Copy the rows below, swapping "one point per instance" for "a single point for each instance" wherever it appears and changing nothing else. Leave out the pictures.

## Begin Source material

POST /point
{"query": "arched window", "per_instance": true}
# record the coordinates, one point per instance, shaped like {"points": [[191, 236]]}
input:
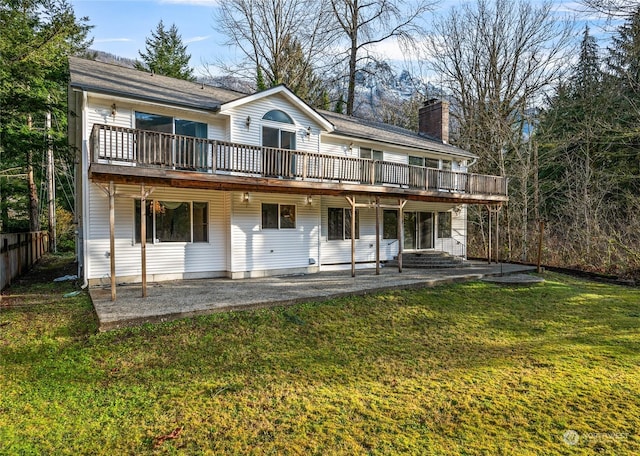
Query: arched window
{"points": [[278, 116]]}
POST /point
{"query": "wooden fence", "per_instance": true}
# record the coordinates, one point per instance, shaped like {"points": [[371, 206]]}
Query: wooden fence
{"points": [[19, 251]]}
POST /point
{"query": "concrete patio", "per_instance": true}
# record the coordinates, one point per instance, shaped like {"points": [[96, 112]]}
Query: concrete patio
{"points": [[184, 298]]}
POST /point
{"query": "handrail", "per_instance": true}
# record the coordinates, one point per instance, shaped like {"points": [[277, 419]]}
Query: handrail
{"points": [[154, 149]]}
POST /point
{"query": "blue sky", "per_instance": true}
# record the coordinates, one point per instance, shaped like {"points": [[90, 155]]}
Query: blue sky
{"points": [[121, 26]]}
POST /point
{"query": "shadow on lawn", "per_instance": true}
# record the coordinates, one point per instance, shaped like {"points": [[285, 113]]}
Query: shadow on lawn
{"points": [[375, 336]]}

## End Source material

*Full output*
POST /point
{"query": "arched window", "per_instance": true}
# record the coordinates, a single point for each instance, shaped like {"points": [[191, 236]]}
input:
Query: arched window
{"points": [[278, 116]]}
POST /point
{"query": "wooden fence", "per_instance": true}
# record the coordinates, a single point for each instance, shaped like {"points": [[371, 206]]}
Query: wooden fence
{"points": [[19, 251]]}
POST /point
{"query": "concrete patio", "per_instance": true}
# record the coordinates, a single point for each instance, shaped like {"points": [[96, 112]]}
Query: concrete patio
{"points": [[184, 298]]}
POST /point
{"query": "handrail", "per_instance": true}
# record the coordinates, a single point for each instance, shaped like {"points": [[277, 419]]}
Query: handrail
{"points": [[154, 149]]}
POST /point
{"query": "blue sky", "per_instance": true}
# record the coordinates, a single point for each instance, shaped like {"points": [[90, 155]]}
Query: blue sky
{"points": [[121, 26]]}
POST /point
{"query": "shadow on lawn", "per_instance": true}
# record the coordinates, a single point for each instance, shaped like {"points": [[285, 113]]}
Query: shadow on lawn
{"points": [[375, 336]]}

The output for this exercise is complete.